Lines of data
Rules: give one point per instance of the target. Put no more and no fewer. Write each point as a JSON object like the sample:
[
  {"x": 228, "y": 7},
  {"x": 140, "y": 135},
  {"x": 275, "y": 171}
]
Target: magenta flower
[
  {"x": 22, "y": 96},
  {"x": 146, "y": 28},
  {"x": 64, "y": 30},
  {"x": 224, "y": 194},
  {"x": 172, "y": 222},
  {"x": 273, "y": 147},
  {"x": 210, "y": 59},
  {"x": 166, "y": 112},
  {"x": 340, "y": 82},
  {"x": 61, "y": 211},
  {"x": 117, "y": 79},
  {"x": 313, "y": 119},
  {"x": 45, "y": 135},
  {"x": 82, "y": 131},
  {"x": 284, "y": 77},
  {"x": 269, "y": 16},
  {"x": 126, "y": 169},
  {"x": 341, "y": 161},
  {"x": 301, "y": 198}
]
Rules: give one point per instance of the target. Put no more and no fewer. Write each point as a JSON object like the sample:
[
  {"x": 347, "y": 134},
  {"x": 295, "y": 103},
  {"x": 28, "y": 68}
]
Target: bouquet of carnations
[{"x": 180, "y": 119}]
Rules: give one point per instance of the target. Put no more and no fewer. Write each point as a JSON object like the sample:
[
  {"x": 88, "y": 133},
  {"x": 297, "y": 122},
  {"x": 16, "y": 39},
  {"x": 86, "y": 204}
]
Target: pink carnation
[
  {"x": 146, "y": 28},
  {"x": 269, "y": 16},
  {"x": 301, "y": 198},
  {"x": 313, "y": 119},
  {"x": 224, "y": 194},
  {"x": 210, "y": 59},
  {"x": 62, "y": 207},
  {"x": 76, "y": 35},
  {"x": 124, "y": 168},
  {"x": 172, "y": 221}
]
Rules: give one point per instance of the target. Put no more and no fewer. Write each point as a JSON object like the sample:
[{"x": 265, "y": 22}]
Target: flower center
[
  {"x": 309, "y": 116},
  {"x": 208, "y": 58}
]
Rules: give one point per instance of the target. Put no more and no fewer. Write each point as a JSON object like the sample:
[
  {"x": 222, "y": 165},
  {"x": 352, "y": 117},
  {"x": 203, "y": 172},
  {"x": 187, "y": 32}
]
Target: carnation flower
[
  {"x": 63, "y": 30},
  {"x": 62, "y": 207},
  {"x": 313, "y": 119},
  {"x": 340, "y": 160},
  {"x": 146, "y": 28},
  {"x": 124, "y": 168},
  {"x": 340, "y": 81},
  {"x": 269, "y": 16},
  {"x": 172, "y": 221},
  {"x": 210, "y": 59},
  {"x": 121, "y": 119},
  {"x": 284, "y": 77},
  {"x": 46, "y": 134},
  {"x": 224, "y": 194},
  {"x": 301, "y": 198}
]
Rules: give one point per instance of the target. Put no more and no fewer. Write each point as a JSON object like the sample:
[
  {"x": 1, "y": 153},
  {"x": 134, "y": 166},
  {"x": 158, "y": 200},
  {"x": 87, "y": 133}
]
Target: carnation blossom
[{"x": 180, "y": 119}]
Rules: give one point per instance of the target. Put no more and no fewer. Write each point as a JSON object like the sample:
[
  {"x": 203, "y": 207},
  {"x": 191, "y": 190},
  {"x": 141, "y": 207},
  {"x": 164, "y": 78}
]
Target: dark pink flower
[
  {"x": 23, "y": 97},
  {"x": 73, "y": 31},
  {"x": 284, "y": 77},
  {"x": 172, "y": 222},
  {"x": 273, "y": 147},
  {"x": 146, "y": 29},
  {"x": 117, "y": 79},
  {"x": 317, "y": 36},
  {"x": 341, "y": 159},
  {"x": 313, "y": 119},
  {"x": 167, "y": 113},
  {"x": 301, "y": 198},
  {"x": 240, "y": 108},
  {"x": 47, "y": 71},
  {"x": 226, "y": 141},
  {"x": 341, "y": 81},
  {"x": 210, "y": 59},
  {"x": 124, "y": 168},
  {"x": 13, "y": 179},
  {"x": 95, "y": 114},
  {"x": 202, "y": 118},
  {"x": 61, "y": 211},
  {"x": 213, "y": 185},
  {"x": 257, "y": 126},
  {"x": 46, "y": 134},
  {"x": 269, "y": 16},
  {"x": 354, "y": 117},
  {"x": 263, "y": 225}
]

==

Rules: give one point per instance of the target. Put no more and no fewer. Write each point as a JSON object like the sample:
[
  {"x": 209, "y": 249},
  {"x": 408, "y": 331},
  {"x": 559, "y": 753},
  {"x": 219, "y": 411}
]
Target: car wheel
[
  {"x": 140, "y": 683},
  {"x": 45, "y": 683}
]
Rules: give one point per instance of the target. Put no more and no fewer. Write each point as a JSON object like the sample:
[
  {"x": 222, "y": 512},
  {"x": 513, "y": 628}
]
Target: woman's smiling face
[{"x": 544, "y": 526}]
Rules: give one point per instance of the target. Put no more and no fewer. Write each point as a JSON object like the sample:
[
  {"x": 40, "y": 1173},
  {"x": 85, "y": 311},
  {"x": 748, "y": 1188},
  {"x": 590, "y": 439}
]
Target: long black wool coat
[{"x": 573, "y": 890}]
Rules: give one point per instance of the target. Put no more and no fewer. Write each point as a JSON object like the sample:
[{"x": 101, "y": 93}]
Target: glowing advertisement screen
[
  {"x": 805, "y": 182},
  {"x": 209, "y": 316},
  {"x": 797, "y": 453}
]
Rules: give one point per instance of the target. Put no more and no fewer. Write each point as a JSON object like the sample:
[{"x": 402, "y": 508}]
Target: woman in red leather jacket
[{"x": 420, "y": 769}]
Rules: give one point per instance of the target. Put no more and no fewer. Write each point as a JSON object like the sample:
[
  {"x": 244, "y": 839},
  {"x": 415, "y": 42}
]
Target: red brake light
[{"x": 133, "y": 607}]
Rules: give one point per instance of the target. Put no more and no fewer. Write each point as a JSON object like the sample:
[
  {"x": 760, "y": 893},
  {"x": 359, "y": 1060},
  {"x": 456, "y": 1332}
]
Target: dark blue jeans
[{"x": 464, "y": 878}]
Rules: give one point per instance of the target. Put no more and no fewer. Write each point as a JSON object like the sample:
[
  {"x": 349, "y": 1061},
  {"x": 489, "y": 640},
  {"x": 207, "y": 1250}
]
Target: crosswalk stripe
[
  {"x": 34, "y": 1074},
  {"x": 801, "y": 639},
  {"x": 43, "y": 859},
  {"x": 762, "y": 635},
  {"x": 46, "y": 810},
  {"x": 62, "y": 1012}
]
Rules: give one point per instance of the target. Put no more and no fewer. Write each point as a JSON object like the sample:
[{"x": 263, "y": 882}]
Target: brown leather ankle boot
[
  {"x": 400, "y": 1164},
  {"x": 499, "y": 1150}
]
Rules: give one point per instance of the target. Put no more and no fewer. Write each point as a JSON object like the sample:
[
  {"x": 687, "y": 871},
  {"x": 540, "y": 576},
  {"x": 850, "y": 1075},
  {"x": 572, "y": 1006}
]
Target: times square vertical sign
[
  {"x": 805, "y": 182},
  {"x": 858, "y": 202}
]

Request -> Locate every line in the material above that contains the word "leather", and copy each such line. Case counts.

Correct response ->
Target: woman in red leather jacket
Target: brown leather ankle boot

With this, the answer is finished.